- [COMPITI DA SVOLGERE]
1. Restituisci senza modifiche il passo dell'intervista che va da "Rispetto all’idea della" fino a "agli anni Ottanta?" incluso.
2. Nell'intervista, una delle ossidazioni di Migliori fa pensare al quadro di quale pittore?

- [ESTRATTO DEL TESTO]
* * *

Rispetto all’idea della fotografia come documento, come giustifica le immagini per così dire astratte presenti nella collezione? Si tratta di un desiderio di completezza del periodo preso in considerazione dagli anni Trenta circa agli anni Ottanta?
No, è un’altra questione. È che mi rendo conto che la macchina fotografica può essere anche uno strumento come un pennello, col quale tu realizzi delle immagini che non hanno bisogno del riferimento diretto alla realtà, immagini che portano in sé un’idea di bellezza e anche del tempo che le ha generate. Prendiamo Migliori: la sua fotografia della macelleria è il documento esemplare di come si viveva in un certo luogo in un certo momento; si riconosce ogni dettaglio della storia di quelle persone e di quel luogo. Quando guardo però una delle sue ossidazioni, mi sembra di vedere un quadro di Hartung, mi dà sensazioni completamente diverse dalla fotografia realista, ma non per questo meno intense. A proposito di Migliori, oggi siamo molto amici, ma il primo incontro non è certo stato facile. Eravamo andati a trovarlo a Bologna e avevamo visitato una sua mostra a Pavullo, nel modenese. Al ritorno in macchina io guidavo, lui era di fianco a me, Gianna e Marina erano sedute dietro. A un certo punto inizia una discussione tra di noi a proposito del vintage. Lui ha questa sua teoria per cui la fotografia può essere costantemente ristampata senza perdere di valore anche economico. Io, che stavo impazzendo per cercare ovunque le stampe d’epoca degli autori che collezionavo, ovviamente non ero d’accordo; ne è nato un vero e proprio litigio, durato tutto il viaggio. Naturalmente quando ci siamo lasciati, a Bologna, ci siamo riappacificati, ma quando Gianna si è seduta di fianco a me in macchina sulla via per Torino, mi ha guardato e mi ha detto: «Ma voi siete matti, se fai così d’ora in poi io non vengo più in giro con te». Da lì però è nato un bellissimo rapporto, al quale tengo tanto quanto alle foto di Nino. E spero che riesca a venire all’inaugurazione della mostra, sto chiamando tutti quelli che hanno contribuito alla nascita di questa raccolta: mi piacerebbe fosse una grande festa per la fotografia italiana, che merita più di quello che ha avuto sino ad oggi.
Collezionare però vuol dire anche conoscere, il collezionismo è anche una forma di conoscenza, un’occasione di studio...

* * *

- [ESTRATTI DELLE VOCI]

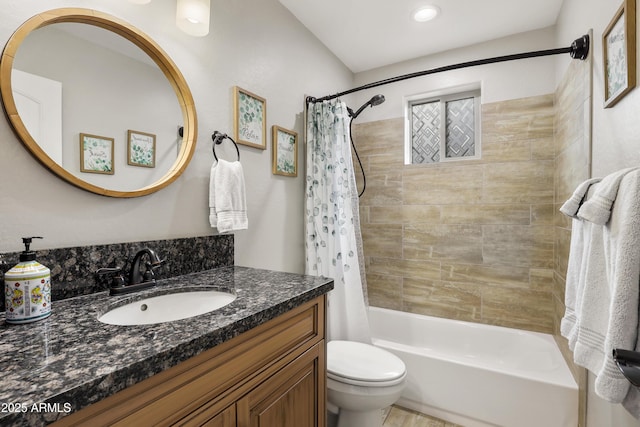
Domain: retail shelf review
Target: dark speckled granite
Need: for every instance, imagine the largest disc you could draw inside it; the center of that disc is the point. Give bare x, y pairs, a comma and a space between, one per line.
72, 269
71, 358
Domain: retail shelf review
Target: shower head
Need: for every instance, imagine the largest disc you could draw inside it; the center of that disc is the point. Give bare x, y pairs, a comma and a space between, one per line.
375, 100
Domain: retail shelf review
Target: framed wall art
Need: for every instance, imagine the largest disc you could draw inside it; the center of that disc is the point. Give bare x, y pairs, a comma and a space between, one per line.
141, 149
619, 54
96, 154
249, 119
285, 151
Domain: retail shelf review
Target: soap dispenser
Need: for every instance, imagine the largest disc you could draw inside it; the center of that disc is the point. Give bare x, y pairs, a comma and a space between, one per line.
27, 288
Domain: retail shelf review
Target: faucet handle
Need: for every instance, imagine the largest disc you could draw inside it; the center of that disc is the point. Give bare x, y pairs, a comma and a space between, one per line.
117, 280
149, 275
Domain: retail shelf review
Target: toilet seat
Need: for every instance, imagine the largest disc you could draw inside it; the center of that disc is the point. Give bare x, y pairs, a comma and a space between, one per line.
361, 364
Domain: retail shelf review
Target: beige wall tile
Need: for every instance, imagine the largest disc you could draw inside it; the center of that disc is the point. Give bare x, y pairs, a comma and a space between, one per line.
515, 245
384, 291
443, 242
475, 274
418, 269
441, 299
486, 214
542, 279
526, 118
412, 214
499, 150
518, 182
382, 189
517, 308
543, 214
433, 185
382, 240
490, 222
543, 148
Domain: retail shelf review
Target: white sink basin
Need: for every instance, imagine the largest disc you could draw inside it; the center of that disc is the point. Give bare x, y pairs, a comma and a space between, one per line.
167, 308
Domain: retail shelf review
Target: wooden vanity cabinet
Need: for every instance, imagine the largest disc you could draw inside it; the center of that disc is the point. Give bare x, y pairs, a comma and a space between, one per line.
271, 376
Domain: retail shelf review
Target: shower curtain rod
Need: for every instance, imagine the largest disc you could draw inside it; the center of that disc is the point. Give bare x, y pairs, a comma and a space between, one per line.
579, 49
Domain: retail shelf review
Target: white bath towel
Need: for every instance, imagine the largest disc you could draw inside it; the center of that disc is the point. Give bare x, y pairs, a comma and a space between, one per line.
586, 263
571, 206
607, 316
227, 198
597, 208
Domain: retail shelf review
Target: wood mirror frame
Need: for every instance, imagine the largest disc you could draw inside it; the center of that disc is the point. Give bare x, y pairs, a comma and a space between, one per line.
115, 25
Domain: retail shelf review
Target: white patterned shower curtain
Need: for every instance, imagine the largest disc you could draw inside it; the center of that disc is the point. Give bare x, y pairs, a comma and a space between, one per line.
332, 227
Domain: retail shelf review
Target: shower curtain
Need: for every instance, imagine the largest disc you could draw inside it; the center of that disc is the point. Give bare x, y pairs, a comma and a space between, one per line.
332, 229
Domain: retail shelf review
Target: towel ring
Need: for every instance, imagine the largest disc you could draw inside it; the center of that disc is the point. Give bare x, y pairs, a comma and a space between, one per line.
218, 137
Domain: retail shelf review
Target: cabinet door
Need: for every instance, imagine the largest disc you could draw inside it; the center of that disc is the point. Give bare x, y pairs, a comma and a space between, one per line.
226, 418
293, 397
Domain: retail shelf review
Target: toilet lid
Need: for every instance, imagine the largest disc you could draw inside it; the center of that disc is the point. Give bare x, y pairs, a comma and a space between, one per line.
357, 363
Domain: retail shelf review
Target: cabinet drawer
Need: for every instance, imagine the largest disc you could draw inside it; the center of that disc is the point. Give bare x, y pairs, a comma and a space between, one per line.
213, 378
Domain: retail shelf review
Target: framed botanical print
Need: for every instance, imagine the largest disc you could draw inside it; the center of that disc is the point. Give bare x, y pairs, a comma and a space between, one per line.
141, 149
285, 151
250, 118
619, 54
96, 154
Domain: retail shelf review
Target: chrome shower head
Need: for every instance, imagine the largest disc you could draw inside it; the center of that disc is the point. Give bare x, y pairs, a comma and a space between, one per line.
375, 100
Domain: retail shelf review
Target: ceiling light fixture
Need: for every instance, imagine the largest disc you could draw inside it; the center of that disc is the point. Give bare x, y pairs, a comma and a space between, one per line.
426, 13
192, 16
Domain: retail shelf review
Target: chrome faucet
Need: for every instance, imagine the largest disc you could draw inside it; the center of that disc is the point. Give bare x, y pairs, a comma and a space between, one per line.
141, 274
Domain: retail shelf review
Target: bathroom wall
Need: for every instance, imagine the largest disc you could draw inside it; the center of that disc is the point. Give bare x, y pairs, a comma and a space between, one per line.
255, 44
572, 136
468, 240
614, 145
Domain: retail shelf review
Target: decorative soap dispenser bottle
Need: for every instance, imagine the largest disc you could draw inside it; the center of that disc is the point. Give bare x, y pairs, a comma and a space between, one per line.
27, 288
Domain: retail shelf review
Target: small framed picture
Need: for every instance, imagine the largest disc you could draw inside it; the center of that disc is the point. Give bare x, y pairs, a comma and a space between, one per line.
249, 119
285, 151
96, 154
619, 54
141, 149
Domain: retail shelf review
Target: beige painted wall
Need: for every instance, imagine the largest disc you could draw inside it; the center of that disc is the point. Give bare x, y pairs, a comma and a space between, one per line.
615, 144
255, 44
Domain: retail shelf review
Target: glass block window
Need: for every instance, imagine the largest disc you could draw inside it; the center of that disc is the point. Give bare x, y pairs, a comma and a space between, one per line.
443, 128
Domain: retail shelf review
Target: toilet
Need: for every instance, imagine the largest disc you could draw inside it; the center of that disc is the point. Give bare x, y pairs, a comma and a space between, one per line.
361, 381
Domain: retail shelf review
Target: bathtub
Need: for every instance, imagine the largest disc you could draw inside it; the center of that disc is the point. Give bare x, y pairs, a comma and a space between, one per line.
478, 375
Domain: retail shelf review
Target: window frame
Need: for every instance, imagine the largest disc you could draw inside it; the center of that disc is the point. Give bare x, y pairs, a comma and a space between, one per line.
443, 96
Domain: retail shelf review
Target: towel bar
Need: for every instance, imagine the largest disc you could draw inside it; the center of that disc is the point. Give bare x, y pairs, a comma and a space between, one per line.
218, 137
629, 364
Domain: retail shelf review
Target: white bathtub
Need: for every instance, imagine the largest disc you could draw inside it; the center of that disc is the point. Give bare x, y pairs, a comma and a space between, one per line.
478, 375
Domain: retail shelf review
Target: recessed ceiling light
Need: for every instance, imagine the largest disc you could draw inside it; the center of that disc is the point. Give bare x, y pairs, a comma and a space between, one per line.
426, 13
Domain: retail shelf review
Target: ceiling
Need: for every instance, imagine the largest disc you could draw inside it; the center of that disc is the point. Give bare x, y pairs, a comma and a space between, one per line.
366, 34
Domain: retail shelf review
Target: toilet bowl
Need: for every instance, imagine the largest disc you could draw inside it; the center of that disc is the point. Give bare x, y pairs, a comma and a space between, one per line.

* * *

- [RISULTATI PER COMPITO]
1.
Rispetto all’idea della fotografia come documento, come giustifica le immagini per così dire astratte presenti nella collezione? Si tratta di un desiderio di completezza del periodo preso in considerazione dagli anni Trenta circa agli anni Ottanta?

2. A un quadro di Hartung.